> The problem
Copy out exactly the lines from the one containing "green shirt kneeling" to the end of the records below, both included, and nothing else.

> The input
####################
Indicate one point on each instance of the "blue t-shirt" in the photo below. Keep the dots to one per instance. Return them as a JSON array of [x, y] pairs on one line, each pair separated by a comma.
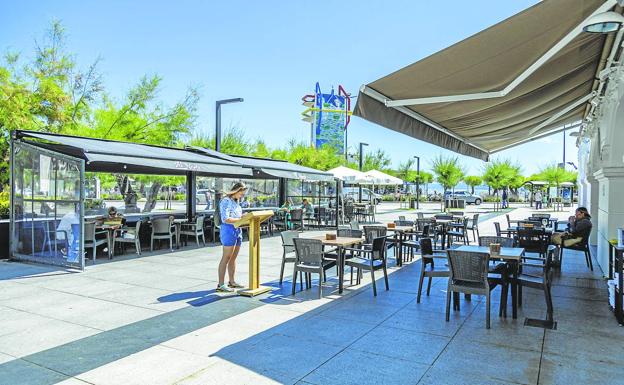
[[229, 208]]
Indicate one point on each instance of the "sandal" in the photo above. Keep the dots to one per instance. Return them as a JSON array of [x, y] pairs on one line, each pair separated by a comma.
[[224, 289]]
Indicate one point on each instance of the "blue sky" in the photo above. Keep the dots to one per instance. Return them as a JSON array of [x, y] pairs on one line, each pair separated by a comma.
[[271, 54]]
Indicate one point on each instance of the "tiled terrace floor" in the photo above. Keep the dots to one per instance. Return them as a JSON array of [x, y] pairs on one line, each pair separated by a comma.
[[157, 320]]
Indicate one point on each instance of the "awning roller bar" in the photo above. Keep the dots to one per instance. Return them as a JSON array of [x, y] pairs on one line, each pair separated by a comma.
[[608, 4]]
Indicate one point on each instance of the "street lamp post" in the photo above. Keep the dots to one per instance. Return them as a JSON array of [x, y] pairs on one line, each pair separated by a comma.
[[417, 181], [218, 119], [361, 166]]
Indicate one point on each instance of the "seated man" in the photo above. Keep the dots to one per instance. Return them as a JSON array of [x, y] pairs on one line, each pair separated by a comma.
[[579, 227], [308, 209]]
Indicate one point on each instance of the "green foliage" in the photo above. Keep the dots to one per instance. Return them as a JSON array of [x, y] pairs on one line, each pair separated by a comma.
[[499, 174], [555, 175], [447, 170], [473, 181]]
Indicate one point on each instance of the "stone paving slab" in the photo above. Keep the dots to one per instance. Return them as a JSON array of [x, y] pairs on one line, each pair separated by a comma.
[[167, 325]]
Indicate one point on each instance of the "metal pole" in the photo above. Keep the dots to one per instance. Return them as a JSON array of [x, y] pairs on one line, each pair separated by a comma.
[[564, 148], [361, 166], [417, 181], [218, 126]]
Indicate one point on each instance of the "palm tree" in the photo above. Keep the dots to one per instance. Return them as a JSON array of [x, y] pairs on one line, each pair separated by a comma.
[[499, 174], [472, 181], [448, 172]]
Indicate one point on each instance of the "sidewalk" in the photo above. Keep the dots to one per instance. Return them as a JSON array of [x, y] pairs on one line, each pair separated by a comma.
[[156, 320]]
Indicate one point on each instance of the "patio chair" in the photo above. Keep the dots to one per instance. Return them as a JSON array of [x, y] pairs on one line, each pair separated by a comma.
[[127, 235], [163, 228], [332, 253], [309, 260], [473, 225], [540, 281], [500, 233], [296, 219], [511, 222], [428, 267], [91, 240], [195, 229], [469, 275], [288, 254], [459, 231], [533, 241], [371, 259]]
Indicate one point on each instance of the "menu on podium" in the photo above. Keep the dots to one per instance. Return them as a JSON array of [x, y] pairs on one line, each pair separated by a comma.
[[253, 220]]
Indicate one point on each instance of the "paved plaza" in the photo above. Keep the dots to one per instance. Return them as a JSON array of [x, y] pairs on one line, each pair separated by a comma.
[[156, 319]]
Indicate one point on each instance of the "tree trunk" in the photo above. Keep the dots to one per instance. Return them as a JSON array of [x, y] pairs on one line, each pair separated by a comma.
[[129, 195], [152, 197]]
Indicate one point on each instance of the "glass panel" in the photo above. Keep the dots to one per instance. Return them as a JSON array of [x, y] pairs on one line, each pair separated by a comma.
[[46, 211]]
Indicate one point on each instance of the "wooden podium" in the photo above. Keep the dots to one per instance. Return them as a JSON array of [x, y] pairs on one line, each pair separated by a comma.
[[253, 219]]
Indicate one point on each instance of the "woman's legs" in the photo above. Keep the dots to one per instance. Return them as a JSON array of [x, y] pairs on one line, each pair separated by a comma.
[[228, 251], [232, 262]]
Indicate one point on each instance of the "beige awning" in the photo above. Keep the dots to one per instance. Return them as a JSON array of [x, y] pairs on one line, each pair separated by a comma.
[[414, 100]]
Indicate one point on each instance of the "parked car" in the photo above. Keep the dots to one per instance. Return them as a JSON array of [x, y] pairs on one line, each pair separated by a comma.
[[367, 194], [464, 195]]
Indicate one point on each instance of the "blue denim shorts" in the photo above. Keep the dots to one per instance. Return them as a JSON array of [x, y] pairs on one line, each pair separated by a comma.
[[230, 236]]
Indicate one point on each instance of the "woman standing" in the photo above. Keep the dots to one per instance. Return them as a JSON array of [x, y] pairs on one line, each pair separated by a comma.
[[231, 237]]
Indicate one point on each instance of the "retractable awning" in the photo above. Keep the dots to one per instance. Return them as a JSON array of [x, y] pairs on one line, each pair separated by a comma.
[[522, 78], [272, 168], [122, 157]]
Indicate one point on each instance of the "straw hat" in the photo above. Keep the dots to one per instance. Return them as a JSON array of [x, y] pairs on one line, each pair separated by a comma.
[[236, 187]]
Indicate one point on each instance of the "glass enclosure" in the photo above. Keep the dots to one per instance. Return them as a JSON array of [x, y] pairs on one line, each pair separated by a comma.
[[130, 193], [319, 194], [46, 210]]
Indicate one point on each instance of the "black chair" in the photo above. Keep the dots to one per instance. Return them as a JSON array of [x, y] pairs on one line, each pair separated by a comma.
[[296, 219], [469, 275], [371, 259], [533, 241], [309, 260], [540, 281], [428, 267], [459, 231], [500, 233], [473, 225]]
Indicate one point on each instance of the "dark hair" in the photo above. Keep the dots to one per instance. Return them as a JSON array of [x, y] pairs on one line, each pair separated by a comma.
[[584, 211]]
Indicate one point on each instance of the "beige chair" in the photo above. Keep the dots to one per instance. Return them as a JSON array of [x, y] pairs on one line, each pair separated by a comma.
[[163, 228], [129, 235], [194, 230], [90, 240]]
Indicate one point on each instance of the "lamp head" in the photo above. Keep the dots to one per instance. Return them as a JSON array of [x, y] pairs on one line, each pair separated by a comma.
[[605, 22]]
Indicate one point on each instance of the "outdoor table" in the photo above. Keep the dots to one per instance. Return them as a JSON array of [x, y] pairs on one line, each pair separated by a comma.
[[400, 232], [340, 243], [510, 255]]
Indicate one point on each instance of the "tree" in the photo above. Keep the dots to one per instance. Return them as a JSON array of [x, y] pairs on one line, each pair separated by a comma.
[[448, 171], [555, 175], [473, 181], [48, 93], [425, 179], [499, 174]]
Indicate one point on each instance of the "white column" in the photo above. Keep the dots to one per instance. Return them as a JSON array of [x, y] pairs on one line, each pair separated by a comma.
[[606, 158]]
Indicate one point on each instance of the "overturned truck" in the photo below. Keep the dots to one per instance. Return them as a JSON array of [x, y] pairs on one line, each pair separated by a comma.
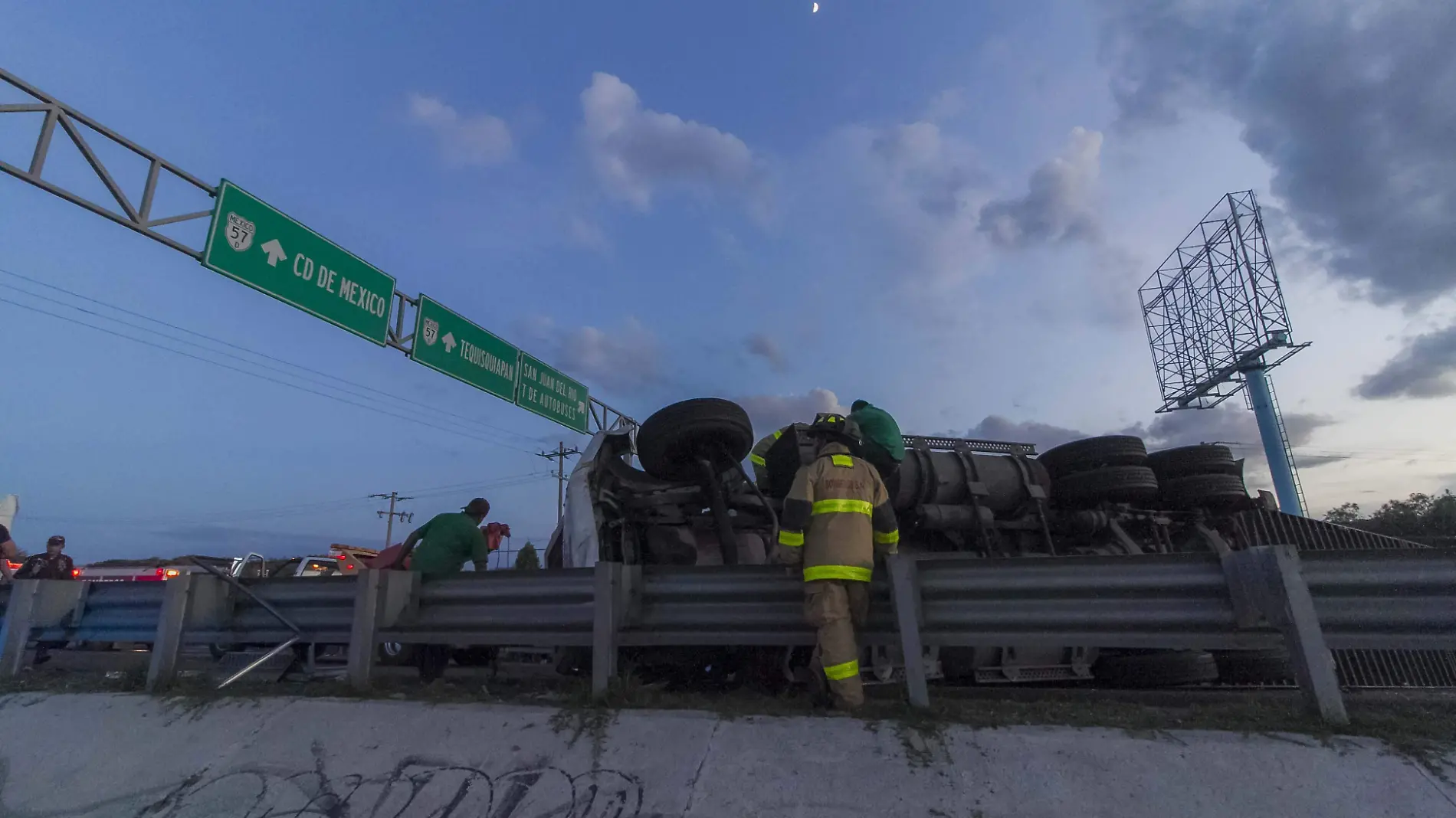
[[694, 504]]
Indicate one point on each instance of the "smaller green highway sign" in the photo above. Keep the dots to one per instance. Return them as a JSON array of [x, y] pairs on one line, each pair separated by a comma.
[[451, 344], [252, 242], [551, 394]]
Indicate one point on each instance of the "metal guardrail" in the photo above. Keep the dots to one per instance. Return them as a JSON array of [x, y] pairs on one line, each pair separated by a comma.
[[1260, 597]]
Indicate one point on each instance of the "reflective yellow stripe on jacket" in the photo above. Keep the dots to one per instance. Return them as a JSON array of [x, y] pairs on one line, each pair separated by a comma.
[[838, 572], [757, 459], [844, 506]]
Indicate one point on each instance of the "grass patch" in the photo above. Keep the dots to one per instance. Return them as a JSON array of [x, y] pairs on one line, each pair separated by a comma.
[[1417, 725]]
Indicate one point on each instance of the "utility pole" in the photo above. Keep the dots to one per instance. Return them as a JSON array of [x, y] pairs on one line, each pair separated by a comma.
[[392, 514], [559, 456]]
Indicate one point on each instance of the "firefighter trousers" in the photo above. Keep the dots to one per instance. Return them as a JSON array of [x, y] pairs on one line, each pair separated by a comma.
[[836, 607]]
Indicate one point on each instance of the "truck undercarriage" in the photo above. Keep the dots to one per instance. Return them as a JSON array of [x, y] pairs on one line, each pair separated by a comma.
[[694, 504]]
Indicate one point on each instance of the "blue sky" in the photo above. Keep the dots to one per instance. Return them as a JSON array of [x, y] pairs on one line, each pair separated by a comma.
[[941, 207]]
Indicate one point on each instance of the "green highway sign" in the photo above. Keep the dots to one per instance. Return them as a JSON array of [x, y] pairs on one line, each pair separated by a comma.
[[551, 394], [255, 244], [449, 344]]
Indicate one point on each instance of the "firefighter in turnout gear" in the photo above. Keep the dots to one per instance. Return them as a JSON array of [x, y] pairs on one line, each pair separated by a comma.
[[838, 515]]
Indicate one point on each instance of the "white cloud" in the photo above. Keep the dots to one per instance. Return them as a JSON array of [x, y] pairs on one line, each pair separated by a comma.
[[923, 192], [635, 150], [946, 105], [772, 412], [585, 234], [478, 140], [1059, 203]]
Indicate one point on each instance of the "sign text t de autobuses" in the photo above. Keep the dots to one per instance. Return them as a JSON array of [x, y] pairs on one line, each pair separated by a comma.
[[546, 380]]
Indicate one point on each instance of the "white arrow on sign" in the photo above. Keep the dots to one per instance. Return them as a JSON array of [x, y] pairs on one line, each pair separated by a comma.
[[274, 250]]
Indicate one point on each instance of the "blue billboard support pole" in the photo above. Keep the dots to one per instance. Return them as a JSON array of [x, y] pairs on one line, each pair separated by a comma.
[[1271, 436]]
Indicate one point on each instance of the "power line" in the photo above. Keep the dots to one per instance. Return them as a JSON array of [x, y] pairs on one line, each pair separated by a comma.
[[261, 376], [303, 507], [236, 347]]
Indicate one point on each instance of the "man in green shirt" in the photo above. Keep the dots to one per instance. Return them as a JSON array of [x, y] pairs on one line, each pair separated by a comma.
[[883, 444], [451, 540], [440, 548]]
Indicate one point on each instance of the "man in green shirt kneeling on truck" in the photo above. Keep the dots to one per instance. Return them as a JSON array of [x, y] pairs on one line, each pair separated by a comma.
[[444, 543]]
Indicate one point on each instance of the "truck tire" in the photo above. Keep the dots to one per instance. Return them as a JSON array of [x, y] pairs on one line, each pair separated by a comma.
[[1205, 491], [1189, 460], [475, 657], [396, 654], [1268, 666], [1110, 483], [1094, 453], [673, 440], [1155, 669]]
####################
> Result for this exercise
Indicate one point on each instance of the "man in green shirt kneeling on truck" in the photo above. Keep the dots to one per instance. Return them as a JSON array of [x, y] pairs on one line, each pair separated by a comma.
[[444, 543]]
Indicate one point on each instance of the "truck tire" in the photo above. Keep the dots to one per instance. Return them as a JSON array of [x, y] pairs on one line, each pair separated by a comma.
[[1205, 491], [1189, 460], [475, 657], [396, 654], [1268, 666], [1110, 483], [1094, 453], [673, 440], [1155, 669]]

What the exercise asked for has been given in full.